_Task to carry out:_
Render the following material again verbatim, leaving nothing out.

(Object position labeling entries)
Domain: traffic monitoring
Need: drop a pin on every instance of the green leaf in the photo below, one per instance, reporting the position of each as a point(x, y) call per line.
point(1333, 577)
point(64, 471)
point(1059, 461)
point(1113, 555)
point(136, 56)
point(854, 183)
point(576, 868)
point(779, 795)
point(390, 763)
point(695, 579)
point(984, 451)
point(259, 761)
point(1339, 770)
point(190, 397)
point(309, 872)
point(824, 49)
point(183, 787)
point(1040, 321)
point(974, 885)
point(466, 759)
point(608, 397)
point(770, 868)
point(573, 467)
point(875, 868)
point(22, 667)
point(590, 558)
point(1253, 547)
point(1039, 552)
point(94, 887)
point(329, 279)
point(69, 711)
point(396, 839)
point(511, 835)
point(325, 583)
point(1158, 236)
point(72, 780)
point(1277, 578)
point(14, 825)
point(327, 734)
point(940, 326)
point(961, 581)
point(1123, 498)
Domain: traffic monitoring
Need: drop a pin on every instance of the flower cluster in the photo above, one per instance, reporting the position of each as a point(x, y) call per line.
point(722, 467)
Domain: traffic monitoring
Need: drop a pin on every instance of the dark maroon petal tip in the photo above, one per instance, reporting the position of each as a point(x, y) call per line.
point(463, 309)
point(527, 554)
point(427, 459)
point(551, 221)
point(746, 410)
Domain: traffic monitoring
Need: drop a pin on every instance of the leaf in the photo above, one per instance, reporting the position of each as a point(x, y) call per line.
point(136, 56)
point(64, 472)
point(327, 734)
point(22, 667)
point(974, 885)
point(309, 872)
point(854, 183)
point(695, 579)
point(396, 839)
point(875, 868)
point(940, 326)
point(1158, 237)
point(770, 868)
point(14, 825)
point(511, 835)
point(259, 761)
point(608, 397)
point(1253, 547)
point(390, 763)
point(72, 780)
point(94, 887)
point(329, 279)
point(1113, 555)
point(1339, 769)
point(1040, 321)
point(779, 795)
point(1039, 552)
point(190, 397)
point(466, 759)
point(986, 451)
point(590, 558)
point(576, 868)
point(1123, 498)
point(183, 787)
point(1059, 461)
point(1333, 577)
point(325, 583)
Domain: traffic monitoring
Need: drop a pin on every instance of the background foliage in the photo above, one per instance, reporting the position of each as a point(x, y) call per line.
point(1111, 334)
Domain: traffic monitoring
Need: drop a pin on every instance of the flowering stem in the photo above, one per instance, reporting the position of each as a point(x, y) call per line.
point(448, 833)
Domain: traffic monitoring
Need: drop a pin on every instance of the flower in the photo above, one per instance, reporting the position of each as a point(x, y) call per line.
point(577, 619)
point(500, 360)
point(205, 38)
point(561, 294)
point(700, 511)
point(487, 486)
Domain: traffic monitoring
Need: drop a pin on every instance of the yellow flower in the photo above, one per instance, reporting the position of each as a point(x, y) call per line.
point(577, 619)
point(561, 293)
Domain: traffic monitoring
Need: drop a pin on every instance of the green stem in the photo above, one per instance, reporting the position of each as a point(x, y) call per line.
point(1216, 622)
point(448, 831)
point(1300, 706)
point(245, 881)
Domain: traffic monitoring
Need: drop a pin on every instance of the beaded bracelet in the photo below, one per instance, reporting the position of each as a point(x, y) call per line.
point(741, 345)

_Full response:_
Domain: traffic monitoring
Need: drop a pin on every instance of the green leaf in the photo below, one per instance, reporting the position of each as a point(x, y) call per line.
point(1333, 577)
point(64, 471)
point(1059, 461)
point(1113, 555)
point(136, 56)
point(854, 183)
point(576, 868)
point(779, 795)
point(390, 763)
point(695, 579)
point(984, 451)
point(259, 761)
point(1339, 770)
point(190, 397)
point(309, 872)
point(824, 49)
point(183, 787)
point(1040, 321)
point(974, 885)
point(466, 759)
point(608, 397)
point(770, 868)
point(573, 467)
point(875, 868)
point(22, 667)
point(590, 558)
point(1253, 547)
point(1039, 552)
point(94, 887)
point(329, 279)
point(69, 711)
point(396, 839)
point(511, 835)
point(325, 583)
point(1158, 236)
point(72, 780)
point(1277, 578)
point(14, 825)
point(327, 734)
point(940, 326)
point(961, 581)
point(1123, 498)
Domain: traffic monitoring
Need: drop a pin on every instance of the flower cluster in the photo above, one per instance, reporting the position of each as a point(x, y) call per line.
point(722, 467)
Domain: traffic monitoring
Need: drop a pin on every instance of the dark maroon petal tip in the photo above, one per instance, reporting the position of each as a point(x, y) call per line.
point(463, 309)
point(527, 554)
point(427, 459)
point(551, 221)
point(746, 410)
Domain: traffic monitoring
Need: drop a pin on every instance of the leaf in the photo above, one per instance, reporting the position of each as a point(x, y) call per line.
point(136, 56)
point(64, 472)
point(327, 734)
point(22, 667)
point(974, 885)
point(309, 872)
point(854, 183)
point(695, 579)
point(396, 839)
point(875, 868)
point(940, 326)
point(1158, 237)
point(770, 868)
point(14, 825)
point(511, 835)
point(259, 761)
point(608, 397)
point(1253, 547)
point(390, 763)
point(72, 780)
point(94, 887)
point(329, 279)
point(1113, 555)
point(1339, 769)
point(1040, 321)
point(779, 795)
point(1039, 552)
point(190, 397)
point(466, 759)
point(986, 451)
point(590, 558)
point(576, 868)
point(1123, 498)
point(183, 787)
point(1059, 461)
point(1333, 577)
point(325, 583)
Domain: traffic monitoring
Need: drop a pin on every instance of the background foliage in the photo above, one per instance, reporting the position of each as a point(x, y) call per line.
point(1111, 334)
Domain: traffic monitoring
Need: drop a pin on every instance of the flowering stem in the photo above, one per instance, reporting the position of each as a point(x, y) call per line.
point(448, 833)
Domain: traffic monitoring
Need: drop a pin on every instance of the flower in the photo above, one per instance, reporting the position of each as a point(x, y) call per line.
point(577, 619)
point(500, 360)
point(205, 38)
point(561, 294)
point(700, 511)
point(487, 486)
Domain: traffic monitoring
Need: drop a pin on every instance of the yellow flower in the photo above, one per instance, reporting the position of each as a point(x, y) call per line.
point(577, 619)
point(561, 293)
Domain: traffic monitoring
Need: drop a pin on every instance of the green stem in the photo above, one per instance, reporting the position of each as a point(x, y) call per line.
point(1216, 622)
point(448, 831)
point(1300, 706)
point(245, 881)
Domain: traffic monitoring
Need: drop a pin on every instance of the beaded bracelet in the photo below, one per instance, reporting the position of each as a point(x, y) call per line.
point(741, 345)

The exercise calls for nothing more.